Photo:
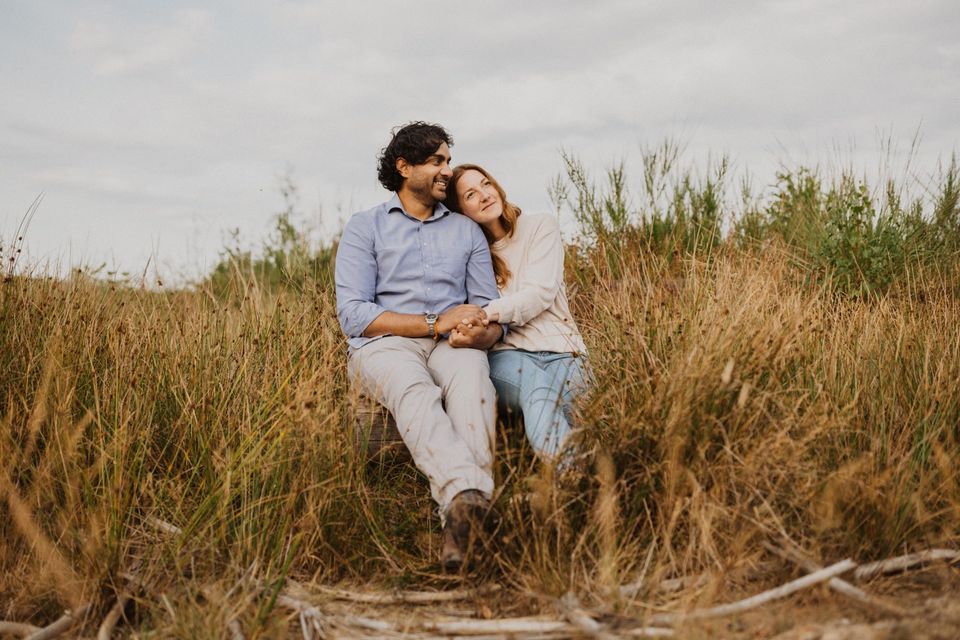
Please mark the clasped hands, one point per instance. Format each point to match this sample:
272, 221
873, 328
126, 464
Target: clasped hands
466, 324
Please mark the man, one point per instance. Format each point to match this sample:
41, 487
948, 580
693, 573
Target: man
411, 279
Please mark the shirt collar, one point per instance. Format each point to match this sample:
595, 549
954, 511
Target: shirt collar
394, 204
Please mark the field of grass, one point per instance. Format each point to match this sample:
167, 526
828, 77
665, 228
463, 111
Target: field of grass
784, 368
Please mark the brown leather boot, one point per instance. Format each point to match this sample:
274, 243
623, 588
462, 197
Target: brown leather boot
469, 516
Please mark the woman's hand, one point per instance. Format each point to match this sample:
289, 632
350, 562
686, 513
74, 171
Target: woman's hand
466, 315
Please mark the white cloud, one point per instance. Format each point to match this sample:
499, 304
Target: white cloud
154, 115
120, 47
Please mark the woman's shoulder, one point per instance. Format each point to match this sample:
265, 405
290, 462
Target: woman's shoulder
537, 222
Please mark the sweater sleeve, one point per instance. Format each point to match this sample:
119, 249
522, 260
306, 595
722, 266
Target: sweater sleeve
539, 275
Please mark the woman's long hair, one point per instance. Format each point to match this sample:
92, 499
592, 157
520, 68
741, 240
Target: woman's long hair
508, 218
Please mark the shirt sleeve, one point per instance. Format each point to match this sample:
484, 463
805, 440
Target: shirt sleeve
538, 277
355, 275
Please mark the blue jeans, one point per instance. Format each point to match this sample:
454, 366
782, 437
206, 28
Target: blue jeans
542, 386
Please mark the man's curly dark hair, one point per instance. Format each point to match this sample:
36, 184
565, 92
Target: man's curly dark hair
414, 142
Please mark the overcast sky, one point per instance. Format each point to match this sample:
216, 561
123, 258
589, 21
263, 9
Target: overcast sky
153, 128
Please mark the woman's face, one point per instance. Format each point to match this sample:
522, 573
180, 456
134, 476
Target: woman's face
478, 198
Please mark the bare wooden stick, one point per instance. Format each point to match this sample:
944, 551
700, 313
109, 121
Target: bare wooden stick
113, 616
57, 627
305, 609
17, 628
843, 587
236, 632
579, 618
902, 563
648, 632
760, 599
503, 625
161, 525
405, 597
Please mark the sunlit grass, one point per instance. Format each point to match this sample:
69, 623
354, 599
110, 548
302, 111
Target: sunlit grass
737, 398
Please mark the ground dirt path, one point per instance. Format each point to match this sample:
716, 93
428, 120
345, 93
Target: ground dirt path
929, 598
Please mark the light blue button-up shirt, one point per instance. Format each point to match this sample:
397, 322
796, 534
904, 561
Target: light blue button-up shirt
390, 261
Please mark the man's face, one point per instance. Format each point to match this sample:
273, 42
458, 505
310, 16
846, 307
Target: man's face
428, 181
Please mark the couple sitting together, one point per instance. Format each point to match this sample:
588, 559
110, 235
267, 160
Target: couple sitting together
452, 301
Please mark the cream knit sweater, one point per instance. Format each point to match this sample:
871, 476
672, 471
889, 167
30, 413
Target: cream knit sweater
534, 300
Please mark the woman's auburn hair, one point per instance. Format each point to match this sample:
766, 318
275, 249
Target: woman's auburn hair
508, 218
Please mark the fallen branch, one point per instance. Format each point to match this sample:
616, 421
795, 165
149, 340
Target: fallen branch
579, 618
504, 625
236, 632
113, 616
17, 628
761, 598
161, 525
840, 586
902, 563
57, 627
405, 597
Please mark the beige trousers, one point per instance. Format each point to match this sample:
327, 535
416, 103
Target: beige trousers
444, 404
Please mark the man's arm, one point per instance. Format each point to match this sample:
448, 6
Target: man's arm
414, 325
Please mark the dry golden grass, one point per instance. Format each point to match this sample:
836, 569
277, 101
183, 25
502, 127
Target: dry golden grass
734, 403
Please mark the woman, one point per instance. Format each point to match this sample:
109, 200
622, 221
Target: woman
539, 368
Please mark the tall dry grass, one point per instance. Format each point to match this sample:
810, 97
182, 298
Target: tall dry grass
736, 400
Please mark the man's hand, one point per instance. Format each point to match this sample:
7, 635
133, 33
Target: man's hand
475, 336
462, 315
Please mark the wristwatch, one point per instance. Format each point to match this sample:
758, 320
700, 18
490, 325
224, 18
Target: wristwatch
432, 325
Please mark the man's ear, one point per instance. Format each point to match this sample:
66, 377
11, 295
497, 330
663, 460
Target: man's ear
403, 167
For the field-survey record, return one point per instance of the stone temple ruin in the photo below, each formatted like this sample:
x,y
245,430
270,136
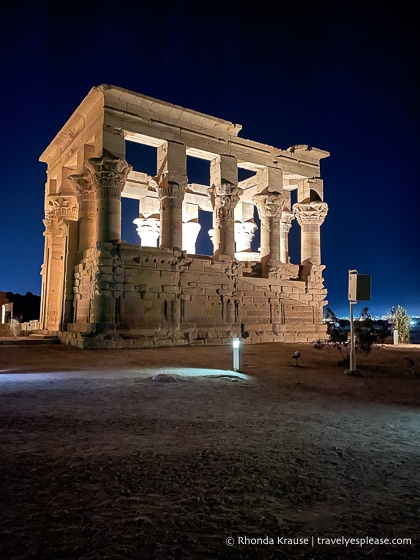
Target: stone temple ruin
x,y
98,291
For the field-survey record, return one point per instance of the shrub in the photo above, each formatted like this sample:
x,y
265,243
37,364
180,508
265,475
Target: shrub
x,y
401,323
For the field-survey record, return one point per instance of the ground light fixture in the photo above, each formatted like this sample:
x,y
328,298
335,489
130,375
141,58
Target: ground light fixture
x,y
237,354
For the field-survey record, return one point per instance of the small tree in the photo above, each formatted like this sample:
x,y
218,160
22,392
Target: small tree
x,y
401,323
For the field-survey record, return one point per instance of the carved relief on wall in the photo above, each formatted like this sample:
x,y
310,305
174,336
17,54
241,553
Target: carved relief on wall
x,y
62,207
310,212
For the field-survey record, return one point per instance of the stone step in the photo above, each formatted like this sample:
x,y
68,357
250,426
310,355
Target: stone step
x,y
28,340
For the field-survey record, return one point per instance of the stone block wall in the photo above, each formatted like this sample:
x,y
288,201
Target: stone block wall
x,y
131,296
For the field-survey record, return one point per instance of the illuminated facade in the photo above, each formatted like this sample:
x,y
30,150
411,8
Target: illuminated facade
x,y
98,291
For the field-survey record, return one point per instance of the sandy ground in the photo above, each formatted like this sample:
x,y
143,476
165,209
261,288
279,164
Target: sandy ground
x,y
168,454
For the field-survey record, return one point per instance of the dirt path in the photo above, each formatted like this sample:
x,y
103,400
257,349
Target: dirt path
x,y
144,454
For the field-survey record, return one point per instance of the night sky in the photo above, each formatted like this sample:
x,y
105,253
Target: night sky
x,y
339,76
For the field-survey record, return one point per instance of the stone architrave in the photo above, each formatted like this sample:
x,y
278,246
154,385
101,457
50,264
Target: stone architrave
x,y
285,225
108,175
172,182
310,216
270,207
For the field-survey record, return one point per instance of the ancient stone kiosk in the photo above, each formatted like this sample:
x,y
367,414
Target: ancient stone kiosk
x,y
98,291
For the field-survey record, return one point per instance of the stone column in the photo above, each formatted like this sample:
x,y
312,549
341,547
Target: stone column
x,y
57,274
148,230
285,225
224,193
310,216
172,182
270,207
190,231
108,175
190,227
244,234
87,216
244,226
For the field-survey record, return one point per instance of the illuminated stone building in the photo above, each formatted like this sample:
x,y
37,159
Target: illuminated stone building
x,y
98,291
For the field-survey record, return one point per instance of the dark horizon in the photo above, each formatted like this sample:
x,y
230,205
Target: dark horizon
x,y
329,76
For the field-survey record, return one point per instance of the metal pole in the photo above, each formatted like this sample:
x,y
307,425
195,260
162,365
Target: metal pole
x,y
352,344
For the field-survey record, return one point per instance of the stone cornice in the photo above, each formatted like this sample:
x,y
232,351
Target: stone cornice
x,y
89,109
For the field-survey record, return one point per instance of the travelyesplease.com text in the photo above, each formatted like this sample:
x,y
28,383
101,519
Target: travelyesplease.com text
x,y
315,541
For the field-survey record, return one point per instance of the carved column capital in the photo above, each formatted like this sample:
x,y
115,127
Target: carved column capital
x,y
172,192
84,183
224,198
310,213
286,220
54,226
109,172
270,205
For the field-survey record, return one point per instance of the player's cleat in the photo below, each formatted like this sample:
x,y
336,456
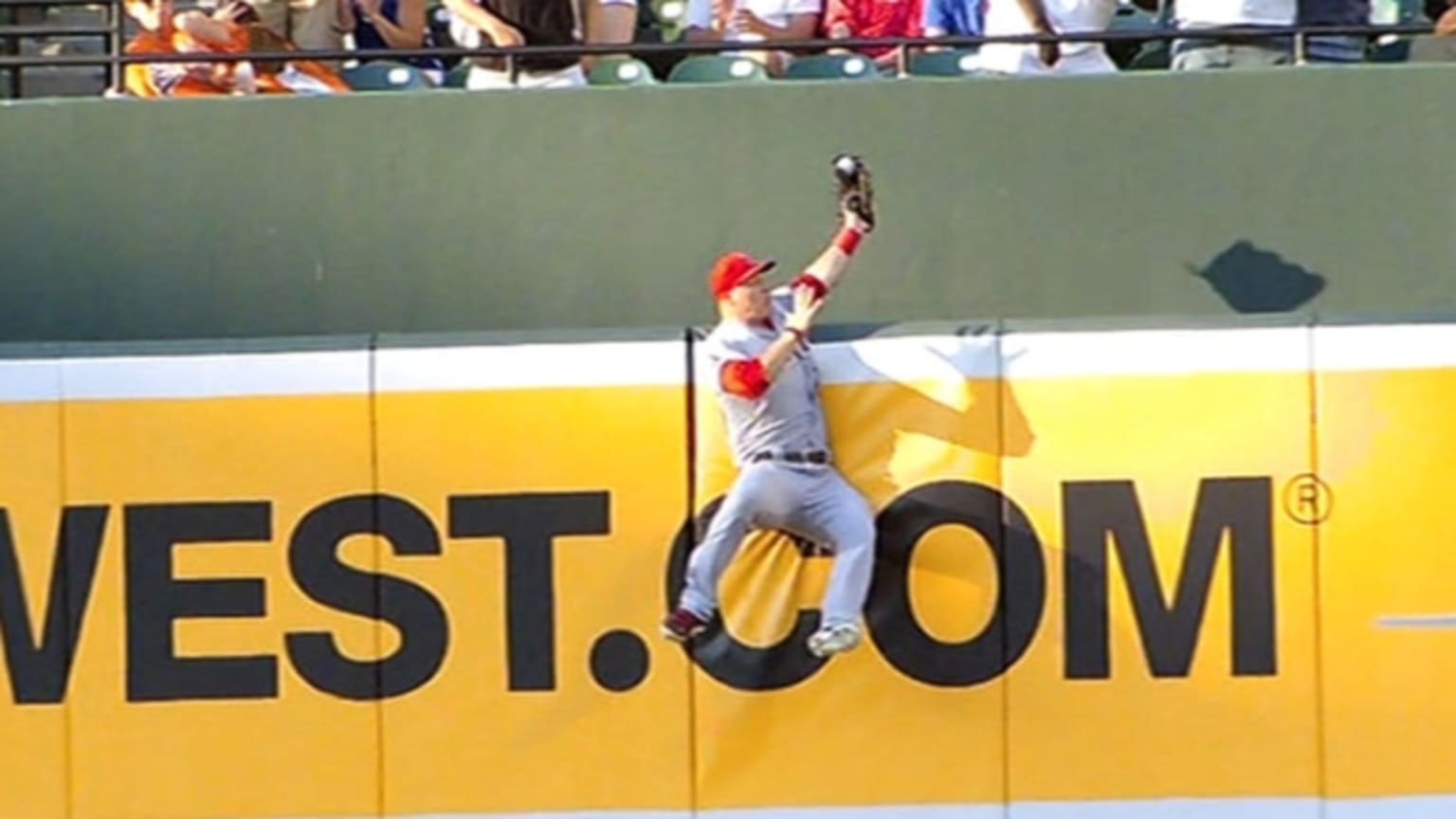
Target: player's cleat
x,y
833,640
682,626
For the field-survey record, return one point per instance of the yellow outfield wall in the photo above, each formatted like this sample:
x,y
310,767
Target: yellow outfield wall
x,y
1119,574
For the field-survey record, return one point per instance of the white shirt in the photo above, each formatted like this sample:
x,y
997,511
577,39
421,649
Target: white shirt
x,y
774,12
1203,13
1005,18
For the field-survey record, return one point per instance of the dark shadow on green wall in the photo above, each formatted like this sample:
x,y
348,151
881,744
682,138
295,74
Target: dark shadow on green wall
x,y
1252,280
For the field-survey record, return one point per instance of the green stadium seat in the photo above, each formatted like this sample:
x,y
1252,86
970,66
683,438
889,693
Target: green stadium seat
x,y
950,63
717,69
385,75
621,72
831,67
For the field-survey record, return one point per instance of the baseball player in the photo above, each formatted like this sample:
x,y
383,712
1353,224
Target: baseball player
x,y
768,388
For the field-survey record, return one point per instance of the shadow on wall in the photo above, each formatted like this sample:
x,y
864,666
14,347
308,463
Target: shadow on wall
x,y
1252,280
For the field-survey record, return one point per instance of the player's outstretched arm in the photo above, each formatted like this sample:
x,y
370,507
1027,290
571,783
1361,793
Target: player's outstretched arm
x,y
856,213
833,260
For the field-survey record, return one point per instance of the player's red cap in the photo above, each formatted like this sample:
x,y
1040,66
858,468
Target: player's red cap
x,y
734,268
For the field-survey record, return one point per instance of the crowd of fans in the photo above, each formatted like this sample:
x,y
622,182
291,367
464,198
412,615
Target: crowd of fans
x,y
241,27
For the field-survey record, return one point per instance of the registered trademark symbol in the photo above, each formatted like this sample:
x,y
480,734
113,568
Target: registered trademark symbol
x,y
1308,499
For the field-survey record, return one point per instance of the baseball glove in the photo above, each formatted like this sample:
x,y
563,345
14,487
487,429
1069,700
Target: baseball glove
x,y
855,191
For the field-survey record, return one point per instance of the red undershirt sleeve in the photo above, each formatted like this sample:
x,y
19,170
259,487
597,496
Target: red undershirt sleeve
x,y
744,377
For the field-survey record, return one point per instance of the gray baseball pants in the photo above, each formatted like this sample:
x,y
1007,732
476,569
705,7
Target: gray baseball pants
x,y
809,500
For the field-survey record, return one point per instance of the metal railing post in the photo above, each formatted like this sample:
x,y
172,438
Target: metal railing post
x,y
9,46
116,44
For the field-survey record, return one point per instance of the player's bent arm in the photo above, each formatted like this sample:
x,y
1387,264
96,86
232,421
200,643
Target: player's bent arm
x,y
750,377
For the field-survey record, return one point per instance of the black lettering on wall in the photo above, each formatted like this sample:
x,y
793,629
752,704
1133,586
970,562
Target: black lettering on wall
x,y
156,599
424,631
529,523
719,651
1019,567
40,670
1100,510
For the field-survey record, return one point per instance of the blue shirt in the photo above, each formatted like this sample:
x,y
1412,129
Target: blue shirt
x,y
956,18
366,37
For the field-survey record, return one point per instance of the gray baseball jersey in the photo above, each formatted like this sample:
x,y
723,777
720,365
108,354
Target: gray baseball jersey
x,y
788,417
806,499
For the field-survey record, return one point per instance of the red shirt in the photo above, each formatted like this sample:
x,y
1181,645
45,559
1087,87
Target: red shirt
x,y
875,18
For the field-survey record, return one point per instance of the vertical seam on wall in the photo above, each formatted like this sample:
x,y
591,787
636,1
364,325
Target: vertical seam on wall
x,y
1320,748
690,426
68,755
379,602
1001,593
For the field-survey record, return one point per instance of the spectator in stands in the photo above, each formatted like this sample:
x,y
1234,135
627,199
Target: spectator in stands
x,y
753,21
230,29
869,19
954,18
1005,18
1208,16
389,24
1439,46
510,24
1334,46
608,22
306,24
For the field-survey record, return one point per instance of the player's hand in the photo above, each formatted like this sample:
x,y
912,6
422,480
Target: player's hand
x,y
853,220
806,306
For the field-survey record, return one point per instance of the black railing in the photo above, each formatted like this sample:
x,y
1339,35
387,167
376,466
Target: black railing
x,y
114,32
114,60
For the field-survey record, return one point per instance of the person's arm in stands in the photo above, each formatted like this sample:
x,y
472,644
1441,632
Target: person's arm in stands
x,y
915,27
608,22
800,27
501,32
839,19
203,27
408,32
1037,16
703,19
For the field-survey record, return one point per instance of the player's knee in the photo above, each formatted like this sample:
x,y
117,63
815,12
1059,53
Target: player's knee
x,y
860,537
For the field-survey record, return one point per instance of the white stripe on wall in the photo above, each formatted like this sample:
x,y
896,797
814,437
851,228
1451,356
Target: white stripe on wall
x,y
1015,355
1385,347
521,366
29,381
1434,806
1155,352
1170,808
1440,806
875,812
216,376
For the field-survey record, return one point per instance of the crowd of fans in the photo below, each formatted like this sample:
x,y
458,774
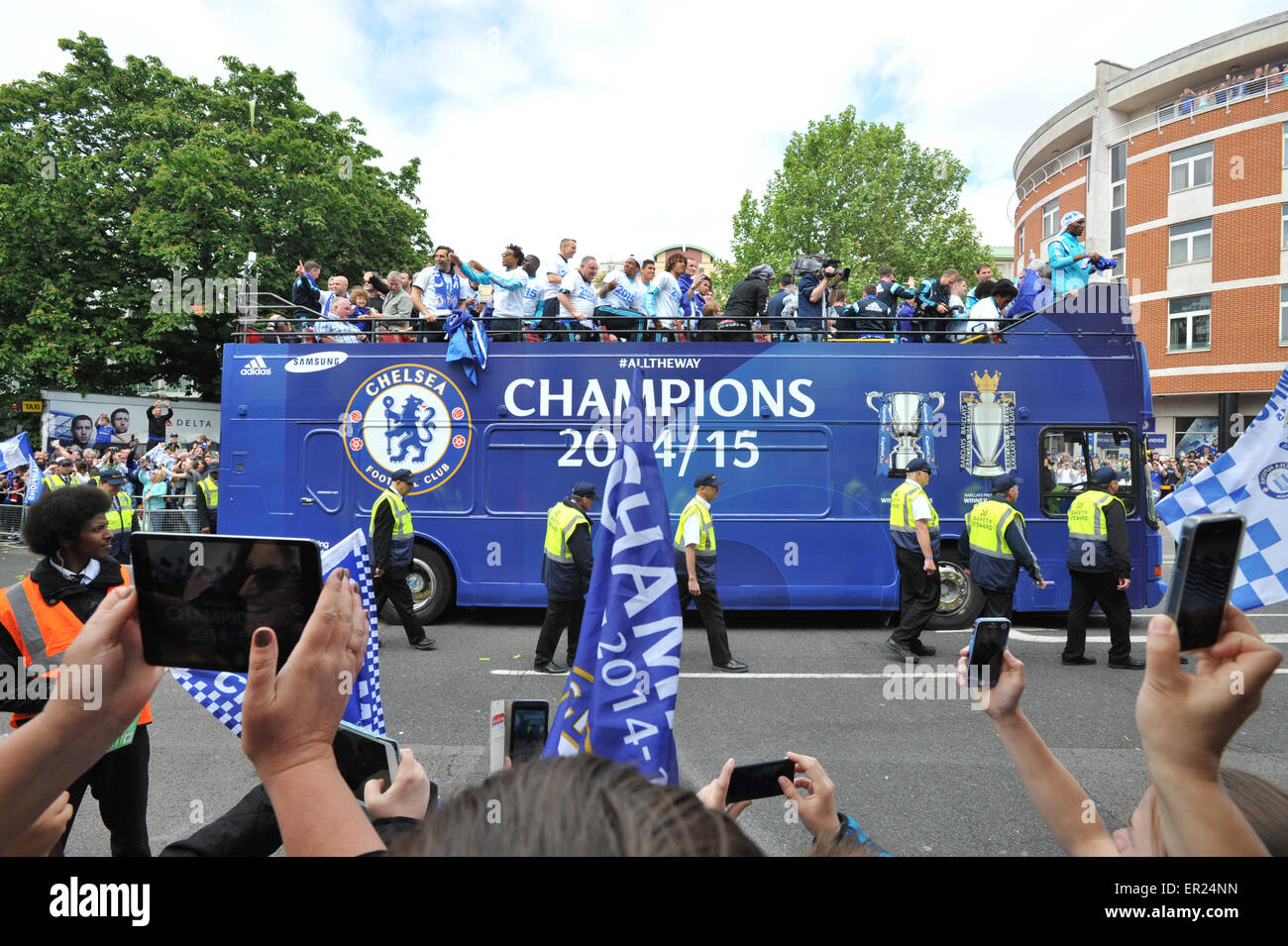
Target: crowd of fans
x,y
571,299
591,806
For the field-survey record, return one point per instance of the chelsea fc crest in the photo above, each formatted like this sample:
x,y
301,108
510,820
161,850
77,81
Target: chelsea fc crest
x,y
407,416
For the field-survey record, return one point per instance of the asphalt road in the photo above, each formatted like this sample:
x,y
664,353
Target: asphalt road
x,y
922,777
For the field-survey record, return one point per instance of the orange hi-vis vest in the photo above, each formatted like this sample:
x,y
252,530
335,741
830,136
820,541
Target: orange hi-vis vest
x,y
43,631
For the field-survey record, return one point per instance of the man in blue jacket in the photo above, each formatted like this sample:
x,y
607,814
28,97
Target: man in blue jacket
x,y
1070,263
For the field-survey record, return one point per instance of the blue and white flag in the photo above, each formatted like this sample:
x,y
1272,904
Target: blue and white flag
x,y
222,692
1250,480
619,696
16,452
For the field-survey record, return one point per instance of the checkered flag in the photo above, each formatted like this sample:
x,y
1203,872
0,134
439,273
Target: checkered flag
x,y
1249,480
222,692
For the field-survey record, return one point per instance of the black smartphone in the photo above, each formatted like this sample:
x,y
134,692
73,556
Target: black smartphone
x,y
202,596
759,781
1207,555
527,730
362,756
987,643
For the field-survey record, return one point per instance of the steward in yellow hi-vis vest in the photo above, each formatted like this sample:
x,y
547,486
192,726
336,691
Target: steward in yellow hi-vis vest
x,y
995,545
120,517
696,571
914,532
1099,564
207,501
393,545
567,562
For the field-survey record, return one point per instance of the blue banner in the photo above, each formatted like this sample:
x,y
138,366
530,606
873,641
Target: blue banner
x,y
222,692
619,696
1250,478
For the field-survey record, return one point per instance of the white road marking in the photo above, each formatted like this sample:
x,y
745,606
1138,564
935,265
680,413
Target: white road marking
x,y
756,676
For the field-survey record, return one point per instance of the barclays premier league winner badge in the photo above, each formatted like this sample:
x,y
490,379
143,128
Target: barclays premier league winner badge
x,y
407,416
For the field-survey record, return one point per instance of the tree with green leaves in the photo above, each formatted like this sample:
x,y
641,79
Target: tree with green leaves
x,y
864,193
119,181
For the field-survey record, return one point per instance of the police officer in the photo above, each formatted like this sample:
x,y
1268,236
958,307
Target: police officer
x,y
914,530
59,477
43,615
120,516
696,571
1099,571
996,547
391,545
566,569
207,499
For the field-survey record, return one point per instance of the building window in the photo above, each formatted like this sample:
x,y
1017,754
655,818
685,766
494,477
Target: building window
x,y
1051,218
1190,242
1189,323
1192,166
1283,314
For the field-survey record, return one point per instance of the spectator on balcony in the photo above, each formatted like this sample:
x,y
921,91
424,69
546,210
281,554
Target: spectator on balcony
x,y
338,328
305,293
397,310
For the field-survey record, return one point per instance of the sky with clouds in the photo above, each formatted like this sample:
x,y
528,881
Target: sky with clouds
x,y
634,126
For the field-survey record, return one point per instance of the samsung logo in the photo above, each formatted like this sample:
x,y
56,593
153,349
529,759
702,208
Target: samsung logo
x,y
307,364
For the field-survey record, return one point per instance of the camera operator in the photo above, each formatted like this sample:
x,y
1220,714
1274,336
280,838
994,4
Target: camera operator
x,y
812,292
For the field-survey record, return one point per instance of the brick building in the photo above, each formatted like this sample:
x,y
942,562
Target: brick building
x,y
1180,166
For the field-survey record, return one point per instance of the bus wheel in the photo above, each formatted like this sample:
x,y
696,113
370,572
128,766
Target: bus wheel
x,y
960,598
433,585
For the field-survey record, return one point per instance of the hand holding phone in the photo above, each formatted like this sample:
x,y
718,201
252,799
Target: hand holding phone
x,y
984,654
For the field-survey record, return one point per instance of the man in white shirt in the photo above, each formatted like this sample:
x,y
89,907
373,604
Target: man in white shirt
x,y
578,299
436,292
507,292
555,273
621,299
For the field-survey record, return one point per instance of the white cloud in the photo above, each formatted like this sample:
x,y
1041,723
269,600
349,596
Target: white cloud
x,y
632,126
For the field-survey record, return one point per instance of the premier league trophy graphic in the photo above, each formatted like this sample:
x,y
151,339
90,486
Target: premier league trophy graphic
x,y
906,429
988,428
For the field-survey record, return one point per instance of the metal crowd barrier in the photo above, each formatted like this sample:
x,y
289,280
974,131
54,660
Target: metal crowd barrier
x,y
167,520
11,520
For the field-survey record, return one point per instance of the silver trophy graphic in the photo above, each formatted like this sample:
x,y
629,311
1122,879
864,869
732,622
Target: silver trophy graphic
x,y
903,411
988,426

__Goal__.
Quote only the lines from the line containing "of the samsung" through the end of the entries, keeping the first and the last.

__Answer to the problem__.
For the field-survey record, return one point per instance of the samsung logo in the photo above, each formatted like this sample:
x,y
56,593
153,349
529,759
702,208
Target: samsung logo
x,y
307,364
For the field-survey record, return one point per instance of the camera operator in the photo above, each formatted like this sample:
x,y
1220,714
1274,336
280,838
994,4
Target: camera operator
x,y
812,292
For the field-survey record, return one point per instance of the brick building in the photo above, each formatted like this sample:
x,y
942,562
Target: brick building
x,y
1180,166
For the field-survey record, return one point per instance of the bus wheel in the photo above, each formatted like this sample:
x,y
696,113
370,572
128,766
Target: bus wheel
x,y
960,598
433,585
For the field-survey record, return one point per instance of the hand holding phone in the photo above, each formatted like this sample:
x,y
718,201
252,799
Target: hand holding phone
x,y
984,654
For the field-survey record, return one point per instance of the man in white shirt in the photo above, each formatted like this sample:
x,y
89,907
373,604
Target: man in white shirt
x,y
578,299
436,292
507,292
555,273
621,299
For the field-survey record, return one point per instance of the white cloud in the photo above, each formatted like this sample:
x,y
1041,723
269,600
349,596
Target: white cloud
x,y
632,126
For the field-survey record, return one point per instance of the premier league trophy graphic in the photo above, each formatted like this sample:
x,y
151,339
90,486
Target: premier league trophy graphic
x,y
906,429
988,428
For the field-survey record, return one point per instance of the metal crowd barrier in the photo above, each formatted like this sample:
x,y
289,280
974,131
54,660
Target: metal crowd barrier
x,y
167,520
11,520
For the field-survey record, return one point per instance of the silver trophy graphic in the photo above, each formatted like this sample:
x,y
629,311
1122,879
864,869
732,622
Target: silver trophy graphic
x,y
903,411
988,426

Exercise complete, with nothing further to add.